HOW TO COMPLETE THIS TASK: Pull out every line of the material that contains the string "accurate", treating uppercase and lowercase letters as different.
##############################
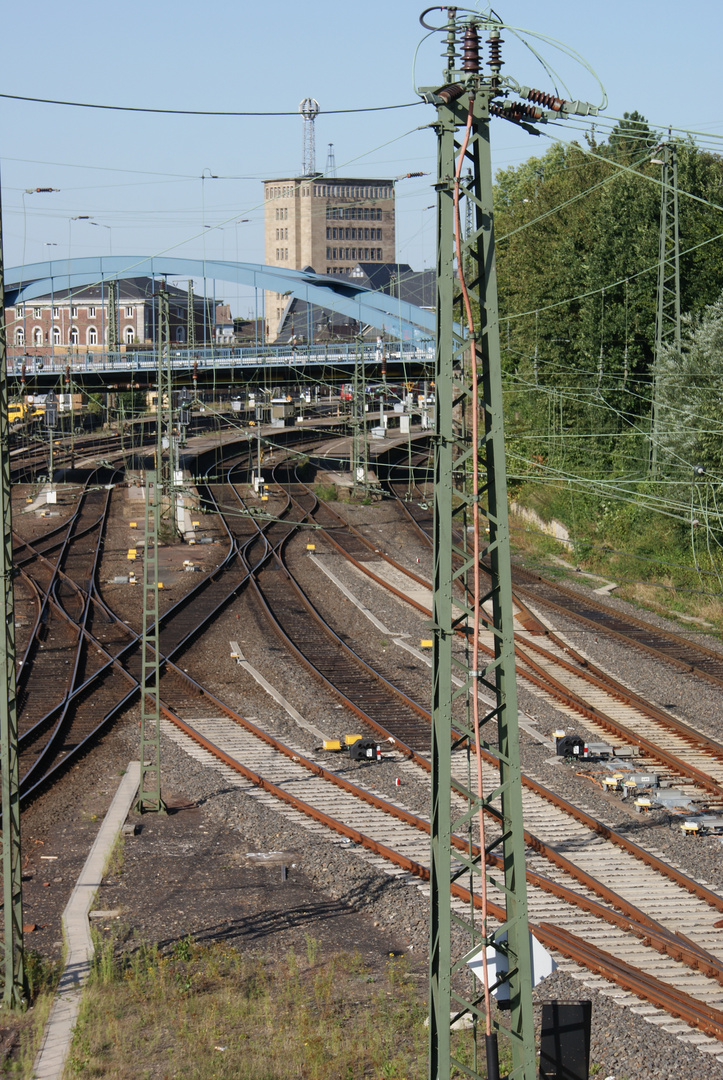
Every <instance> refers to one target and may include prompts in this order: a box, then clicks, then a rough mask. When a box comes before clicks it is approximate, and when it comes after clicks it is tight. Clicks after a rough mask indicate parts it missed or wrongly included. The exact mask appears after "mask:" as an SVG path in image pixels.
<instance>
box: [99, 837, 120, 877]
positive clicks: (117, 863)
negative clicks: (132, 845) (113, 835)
mask: <svg viewBox="0 0 723 1080" xmlns="http://www.w3.org/2000/svg"><path fill="white" fill-rule="evenodd" d="M124 856H125V841H124V839H123V835H122V834H121V833H119V834H118V836H117V837H116V842H115V843H113V846H112V848H111V849H110V853H109V854H108V858H107V860H106V865H105V866H104V868H103V877H120V876H121V874H122V873H123V860H124Z"/></svg>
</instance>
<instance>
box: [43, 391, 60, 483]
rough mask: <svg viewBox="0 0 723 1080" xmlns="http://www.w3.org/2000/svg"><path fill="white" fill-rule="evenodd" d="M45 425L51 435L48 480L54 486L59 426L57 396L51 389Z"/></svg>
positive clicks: (47, 399)
mask: <svg viewBox="0 0 723 1080" xmlns="http://www.w3.org/2000/svg"><path fill="white" fill-rule="evenodd" d="M45 427H46V428H48V434H49V437H50V456H49V459H48V482H49V484H50V486H51V489H52V487H53V432H54V430H55V428H56V427H57V397H56V396H55V394H54V393H53V391H52V390H51V391H50V392H49V393H48V394H46V396H45Z"/></svg>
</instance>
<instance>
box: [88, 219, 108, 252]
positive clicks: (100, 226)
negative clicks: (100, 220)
mask: <svg viewBox="0 0 723 1080" xmlns="http://www.w3.org/2000/svg"><path fill="white" fill-rule="evenodd" d="M90 224H91V225H94V226H95V228H96V229H107V230H108V254H109V255H112V253H113V231H112V226H110V225H104V224H103V221H93V220H90Z"/></svg>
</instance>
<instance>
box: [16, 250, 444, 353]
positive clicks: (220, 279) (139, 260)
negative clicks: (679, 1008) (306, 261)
mask: <svg viewBox="0 0 723 1080" xmlns="http://www.w3.org/2000/svg"><path fill="white" fill-rule="evenodd" d="M134 278H159V279H162V278H193V279H196V280H197V281H198V280H204V281H209V280H212V281H213V280H216V281H225V282H232V283H235V284H239V285H250V286H251V287H252V288H259V289H262V291H268V292H273V293H279V294H281V295H282V296H284V297H286V298H291V297H292V296H295V297H297V298H298V299H299V300H304V301H305V302H306V303H312V305H316V306H317V307H319V308H329V309H331V310H332V311H338V312H339V313H340V314H344V315H348V316H349V318H351V319H353V320H356V321H357V322H359V323H361V324H362V325H369V326H373V327H376V329H378V330H379V332H380V333H385V334H388V335H391V336H392V337H397V338H401V339H403V340H415V339H418V338H420V337H427V338H429V337H430V336H432V335H433V334H434V313H433V312H432V311H428V310H427V309H425V308H418V307H416V306H415V305H413V303H406V302H405V301H403V300H400V299H397V298H396V297H393V296H389V295H387V294H386V293H376V292H374V291H373V289H370V288H366V287H365V286H363V285H358V284H356V283H354V282H352V281H350V280H349V279H348V278H343V276H330V275H326V274H320V273H313V272H312V271H310V270H309V271H307V270H289V269H286V268H285V267H270V266H265V265H264V264H257V262H232V261H224V260H218V259H180V258H176V257H170V256H164V255H160V256H151V257H148V256H145V255H138V256H133V255H115V256H113V255H110V256H107V255H106V256H101V257H97V258H82V259H53V260H52V261H50V262H32V264H30V265H28V266H25V267H12V268H10V269H9V270H6V271H5V305H6V306H8V307H14V306H15V305H16V303H19V302H23V301H29V300H34V299H37V298H38V297H40V296H49V295H50V294H52V293H58V294H59V293H66V292H67V291H71V292H72V291H75V289H78V291H80V289H82V288H85V287H88V286H90V285H102V284H103V283H104V282H108V281H117V280H124V281H125V280H132V279H134Z"/></svg>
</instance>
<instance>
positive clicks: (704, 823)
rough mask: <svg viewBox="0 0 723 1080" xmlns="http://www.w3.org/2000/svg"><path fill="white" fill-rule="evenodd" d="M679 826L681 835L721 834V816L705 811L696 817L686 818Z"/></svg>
mask: <svg viewBox="0 0 723 1080" xmlns="http://www.w3.org/2000/svg"><path fill="white" fill-rule="evenodd" d="M680 827H681V833H682V834H683V836H722V835H723V816H720V815H718V814H712V813H707V814H700V815H699V816H697V818H686V819H685V820H684V821H682V822H681V826H680Z"/></svg>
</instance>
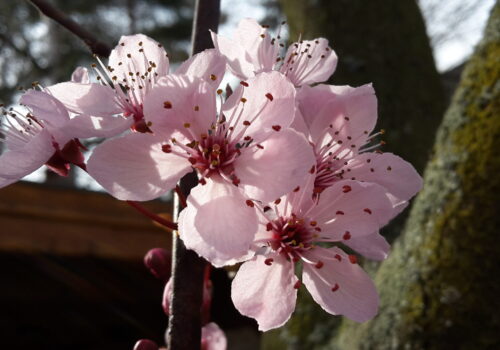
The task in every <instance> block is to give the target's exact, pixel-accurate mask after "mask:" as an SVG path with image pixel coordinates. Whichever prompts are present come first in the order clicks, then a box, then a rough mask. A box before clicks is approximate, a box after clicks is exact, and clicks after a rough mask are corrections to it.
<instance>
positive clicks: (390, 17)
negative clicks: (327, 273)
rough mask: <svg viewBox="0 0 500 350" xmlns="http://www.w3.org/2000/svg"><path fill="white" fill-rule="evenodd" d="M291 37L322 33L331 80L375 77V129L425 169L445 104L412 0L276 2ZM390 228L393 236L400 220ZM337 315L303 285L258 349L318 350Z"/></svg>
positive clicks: (365, 80)
mask: <svg viewBox="0 0 500 350" xmlns="http://www.w3.org/2000/svg"><path fill="white" fill-rule="evenodd" d="M280 4H281V6H282V9H283V10H284V13H285V14H286V17H287V20H288V24H289V27H290V41H294V40H296V39H297V38H298V37H299V35H300V34H302V38H304V39H312V38H315V37H326V38H327V39H329V41H330V45H331V46H332V48H333V49H334V50H335V51H336V53H337V55H338V56H339V64H338V67H337V71H336V72H335V73H334V75H333V77H332V80H331V81H330V82H329V83H332V84H337V85H351V86H359V85H362V84H366V83H369V82H373V84H374V87H375V91H376V93H377V97H378V100H379V124H378V127H379V128H384V129H385V130H386V131H387V133H386V135H384V139H385V140H386V141H387V142H388V144H387V146H385V147H384V151H386V152H394V153H396V154H398V155H400V156H402V157H403V158H404V159H406V160H408V161H409V162H411V163H412V164H414V166H415V167H416V168H417V170H419V171H420V172H421V171H423V169H424V167H425V164H426V162H427V159H428V155H429V151H430V149H431V148H432V143H433V141H434V131H435V130H436V129H437V127H438V125H439V123H440V120H441V118H442V115H443V113H444V109H445V103H446V102H445V101H446V99H445V97H444V93H443V90H442V86H441V82H440V79H439V75H438V73H437V71H436V68H435V65H434V60H433V57H432V52H431V48H430V44H429V39H428V37H427V35H426V31H425V25H424V22H423V19H422V16H421V13H420V10H419V8H418V6H417V4H416V3H415V1H414V0H370V1H364V0H334V1H332V0H280ZM403 222H404V220H403V217H401V218H400V219H399V221H398V222H396V223H395V224H393V225H391V228H390V232H388V231H386V232H385V234H386V235H387V234H389V236H390V237H388V238H389V239H391V238H392V237H394V236H396V235H397V234H398V233H399V232H400V231H401V230H402V225H403ZM339 322H340V318H338V317H333V316H331V315H329V314H327V313H326V312H325V311H323V310H322V309H321V308H320V307H319V306H317V304H315V303H314V302H313V301H312V298H310V296H309V295H308V293H307V291H305V290H303V288H301V290H300V295H299V304H298V306H297V309H296V312H295V313H294V315H293V317H292V319H291V320H290V321H289V322H288V324H287V325H286V326H285V327H284V328H282V329H280V330H277V331H274V332H270V333H269V334H266V335H265V336H264V337H263V348H264V349H265V350H267V349H269V350H271V349H273V350H274V349H297V350H299V349H316V348H319V347H320V346H321V345H324V344H326V343H328V342H329V340H330V339H331V338H332V336H333V335H334V334H335V333H336V332H337V330H336V329H337V326H338V323H339Z"/></svg>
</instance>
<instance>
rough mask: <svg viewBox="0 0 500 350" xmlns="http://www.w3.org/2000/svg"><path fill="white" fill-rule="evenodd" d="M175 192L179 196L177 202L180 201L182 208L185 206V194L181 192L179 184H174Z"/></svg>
mask: <svg viewBox="0 0 500 350" xmlns="http://www.w3.org/2000/svg"><path fill="white" fill-rule="evenodd" d="M175 193H177V196H179V202H180V203H181V206H182V208H185V207H187V202H186V196H184V193H182V190H181V188H180V187H179V185H175Z"/></svg>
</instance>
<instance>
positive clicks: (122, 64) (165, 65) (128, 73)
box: [109, 34, 169, 80]
mask: <svg viewBox="0 0 500 350" xmlns="http://www.w3.org/2000/svg"><path fill="white" fill-rule="evenodd" d="M140 50H143V51H142V52H141V51H140ZM129 55H130V57H129ZM120 62H121V64H120ZM150 62H153V63H154V64H155V65H156V68H155V72H156V73H157V74H158V75H159V76H165V75H167V74H168V69H169V62H168V57H167V53H166V52H165V49H164V48H163V46H161V45H160V44H159V43H158V42H157V41H155V40H153V39H151V38H149V37H147V36H146V35H143V34H135V35H125V36H122V37H121V38H120V41H119V42H118V45H117V46H116V47H115V48H114V50H113V51H111V54H110V55H109V65H110V66H111V67H112V68H113V69H114V71H113V74H116V75H117V76H118V77H119V80H122V79H123V78H125V79H128V77H129V72H130V71H132V72H134V73H137V72H138V73H139V75H147V73H148V68H149V67H150V66H151V63H150Z"/></svg>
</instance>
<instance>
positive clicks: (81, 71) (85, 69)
mask: <svg viewBox="0 0 500 350" xmlns="http://www.w3.org/2000/svg"><path fill="white" fill-rule="evenodd" d="M71 81H72V82H74V83H82V84H88V83H90V78H89V72H88V70H87V68H85V67H77V68H76V69H75V70H74V71H73V73H72V74H71Z"/></svg>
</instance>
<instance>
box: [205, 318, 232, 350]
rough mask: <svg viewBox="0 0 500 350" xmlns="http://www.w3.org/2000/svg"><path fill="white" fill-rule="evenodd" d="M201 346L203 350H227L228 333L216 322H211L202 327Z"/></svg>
mask: <svg viewBox="0 0 500 350" xmlns="http://www.w3.org/2000/svg"><path fill="white" fill-rule="evenodd" d="M201 348H202V350H226V348H227V339H226V335H225V334H224V332H223V331H222V329H220V328H219V326H218V325H217V324H216V323H214V322H210V323H208V324H206V325H205V326H203V328H202V329H201Z"/></svg>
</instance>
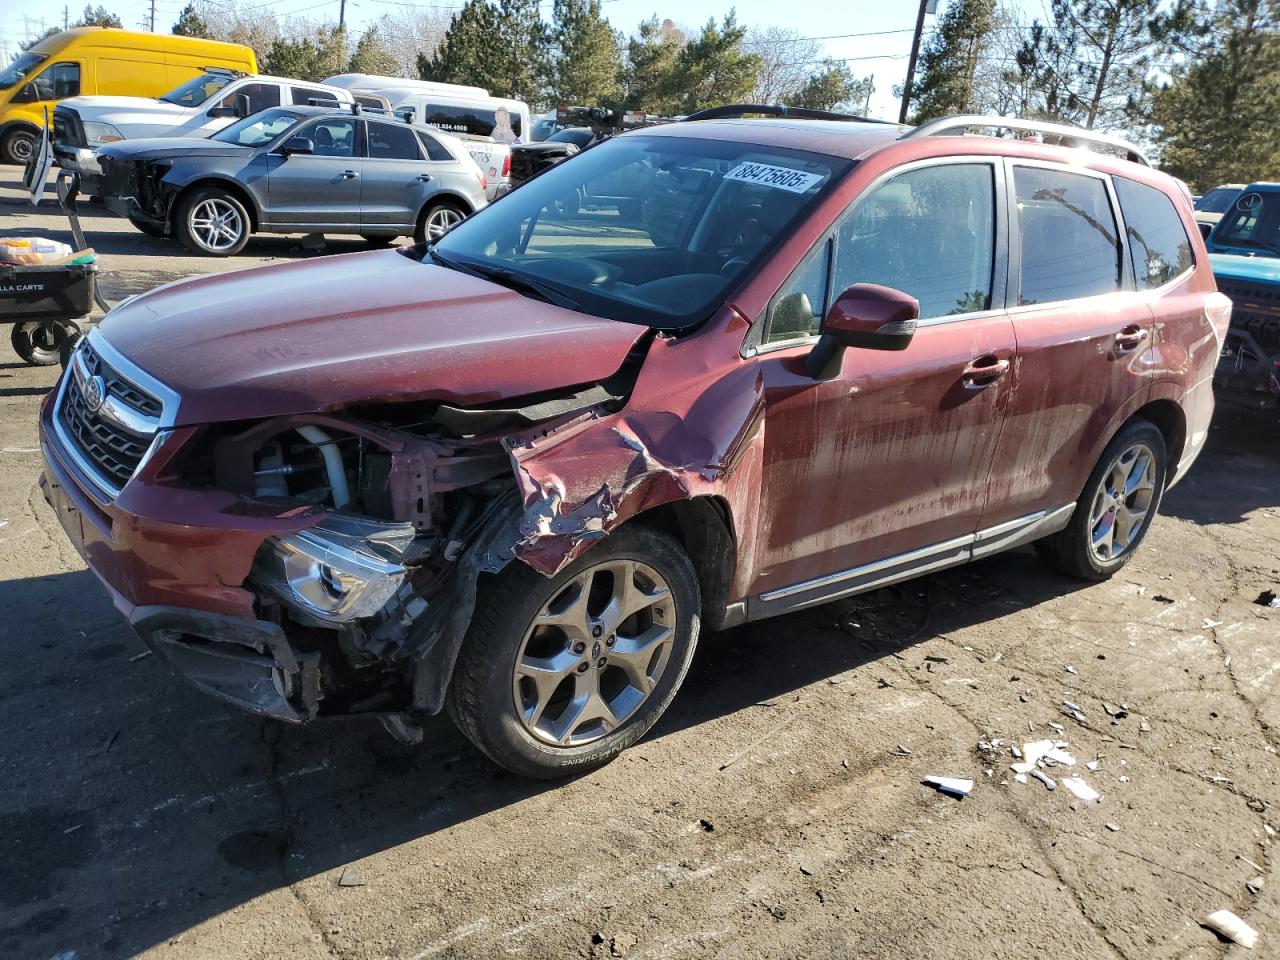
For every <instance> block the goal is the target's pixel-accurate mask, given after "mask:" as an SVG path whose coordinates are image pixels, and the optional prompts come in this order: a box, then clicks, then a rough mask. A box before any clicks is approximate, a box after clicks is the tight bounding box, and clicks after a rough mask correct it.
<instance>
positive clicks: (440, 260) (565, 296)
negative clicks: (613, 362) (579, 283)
mask: <svg viewBox="0 0 1280 960" xmlns="http://www.w3.org/2000/svg"><path fill="white" fill-rule="evenodd" d="M426 255H428V256H429V257H431V260H433V261H435V262H436V264H439V265H440V266H444V268H448V269H449V270H457V271H460V273H465V274H471V275H472V276H479V278H480V279H483V280H490V282H493V283H497V284H500V285H503V287H507V288H508V289H513V291H517V292H520V293H524V294H526V296H534V297H536V298H538V300H543V301H545V302H548V303H554V305H556V306H558V307H564V308H566V310H577V308H579V302H577V301H576V300H573V298H572V297H567V296H564V294H563V293H561V292H559V291H558V289H557V288H556V287H552V285H550V284H547V283H541V282H540V280H535V279H532V278H530V276H526V275H525V274H521V273H517V271H516V270H508V269H507V268H504V266H490V265H489V264H472V262H466V264H463V262H460V261H457V260H449V259H447V257H444V256H442V255H440V253H438V252H436V250H435V247H434V246H433V247H430V248H429V250H428V251H426Z"/></svg>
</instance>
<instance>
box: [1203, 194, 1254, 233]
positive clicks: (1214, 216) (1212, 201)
mask: <svg viewBox="0 0 1280 960" xmlns="http://www.w3.org/2000/svg"><path fill="white" fill-rule="evenodd" d="M1242 189H1244V184H1243V183H1224V184H1221V186H1220V187H1213V188H1212V189H1211V191H1210V192H1208V193H1204V195H1202V196H1199V197H1196V198H1194V207H1196V223H1197V224H1198V225H1199V232H1201V236H1202V237H1204V238H1208V234H1210V233H1212V230H1213V228H1215V227H1216V225H1217V221H1219V220H1221V219H1222V214H1225V212H1226V211H1228V210H1230V209H1231V204H1233V201H1234V200H1235V198H1236V197H1238V196H1239V195H1240V191H1242Z"/></svg>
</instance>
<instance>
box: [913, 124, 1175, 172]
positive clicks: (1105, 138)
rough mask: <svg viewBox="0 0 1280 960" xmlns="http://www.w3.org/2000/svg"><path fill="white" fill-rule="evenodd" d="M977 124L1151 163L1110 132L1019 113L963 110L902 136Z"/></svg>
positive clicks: (1124, 140)
mask: <svg viewBox="0 0 1280 960" xmlns="http://www.w3.org/2000/svg"><path fill="white" fill-rule="evenodd" d="M973 127H986V128H989V129H1006V131H1025V132H1028V133H1047V134H1051V136H1053V137H1062V138H1064V140H1066V141H1076V142H1079V143H1097V145H1100V146H1106V147H1111V148H1112V150H1119V151H1120V152H1123V154H1124V156H1125V159H1126V160H1132V161H1133V163H1137V164H1142V165H1144V166H1151V165H1152V163H1151V160H1149V159H1148V157H1147V155H1146V154H1144V152H1143V151H1142V150H1140V148H1139V147H1138V146H1135V145H1134V143H1130V142H1129V141H1126V140H1121V138H1120V137H1114V136H1111V134H1110V133H1098V132H1097V131H1087V129H1084V128H1083V127H1071V125H1070V124H1065V123H1051V122H1048V120H1023V119H1020V118H1018V116H984V115H979V114H961V115H959V116H940V118H938V119H936V120H927V122H925V123H922V124H920V125H919V127H914V128H911V129H909V131H908V132H906V133H904V134H902V136H901V137H900V138H899V140H915V138H916V137H945V136H959V134H961V133H964V132H965V131H966V129H970V128H973Z"/></svg>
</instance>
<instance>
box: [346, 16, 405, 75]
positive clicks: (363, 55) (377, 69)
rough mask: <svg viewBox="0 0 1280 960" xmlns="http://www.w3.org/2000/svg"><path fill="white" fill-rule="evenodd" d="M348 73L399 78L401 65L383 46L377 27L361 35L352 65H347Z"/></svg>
mask: <svg viewBox="0 0 1280 960" xmlns="http://www.w3.org/2000/svg"><path fill="white" fill-rule="evenodd" d="M347 73H370V74H374V76H375V77H397V76H399V64H398V63H397V60H396V56H394V55H393V54H392V52H390V50H388V49H387V46H385V45H384V44H383V38H381V36H380V35H379V32H378V27H376V26H374V27H370V28H369V29H366V31H365V32H364V33H361V35H360V40H357V41H356V50H355V52H353V54H352V55H351V63H348V64H347ZM330 76H332V74H330Z"/></svg>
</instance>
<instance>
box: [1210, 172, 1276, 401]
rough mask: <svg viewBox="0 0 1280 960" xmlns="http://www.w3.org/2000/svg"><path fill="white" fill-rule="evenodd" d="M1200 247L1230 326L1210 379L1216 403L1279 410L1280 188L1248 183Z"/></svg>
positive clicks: (1274, 186) (1226, 334)
mask: <svg viewBox="0 0 1280 960" xmlns="http://www.w3.org/2000/svg"><path fill="white" fill-rule="evenodd" d="M1206 247H1207V248H1208V252H1210V262H1211V264H1212V268H1213V276H1215V279H1216V280H1217V288H1219V289H1220V291H1221V292H1222V293H1225V294H1226V296H1228V297H1230V300H1231V303H1233V305H1234V308H1233V311H1231V326H1230V330H1228V334H1226V342H1225V343H1224V344H1222V356H1221V360H1220V361H1219V365H1217V372H1216V375H1215V378H1213V389H1215V393H1216V396H1217V397H1219V398H1220V399H1226V401H1233V402H1236V403H1243V404H1245V406H1249V407H1253V408H1265V410H1266V408H1270V410H1276V408H1280V183H1251V184H1249V186H1247V187H1245V188H1244V189H1242V191H1240V193H1239V196H1238V197H1236V198H1235V202H1234V204H1233V205H1231V207H1230V210H1228V211H1226V212H1224V214H1222V219H1221V220H1219V223H1217V225H1216V227H1215V228H1213V232H1212V233H1211V234H1210V237H1208V241H1207V242H1206Z"/></svg>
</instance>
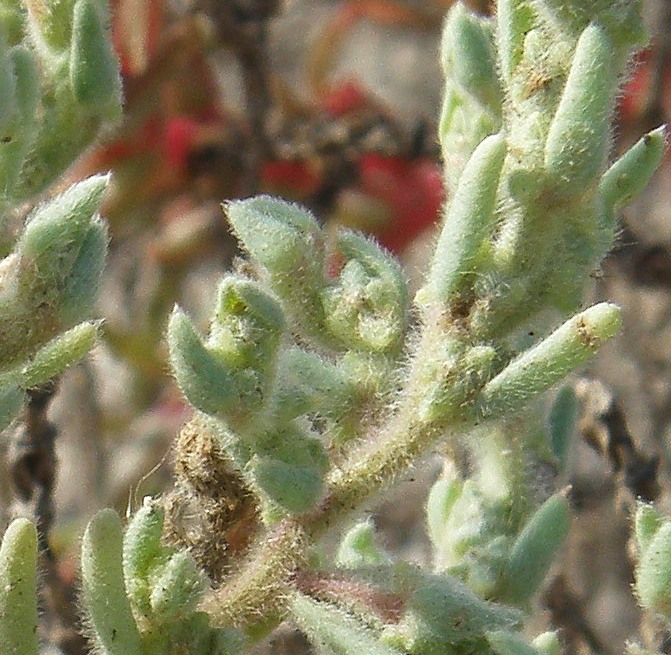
##############################
SOLUTION FOR THIS PROBLEM:
The task in every <instance> block is to give the target's exact, pixel-accurate mask after "mask:" as an SVG path with image pixel coordinates. Whichever prompts are present come first in the order clicks, then a box, then a rough mask. A box before clicks is approximate, a box after clicks is exact, and clicks after a rough mask are corrections to it.
For every <instance> block the goal is the target's pixel-accurate mask, given after "mask:" as an SVG path whose coordinates are image pixels, and the optional prompts come in this order: a box, then clicks, then a rough mask. A box before any clicks is approximate, a box after clicks is the tight bounding box, and clicks after a rough mask correct it.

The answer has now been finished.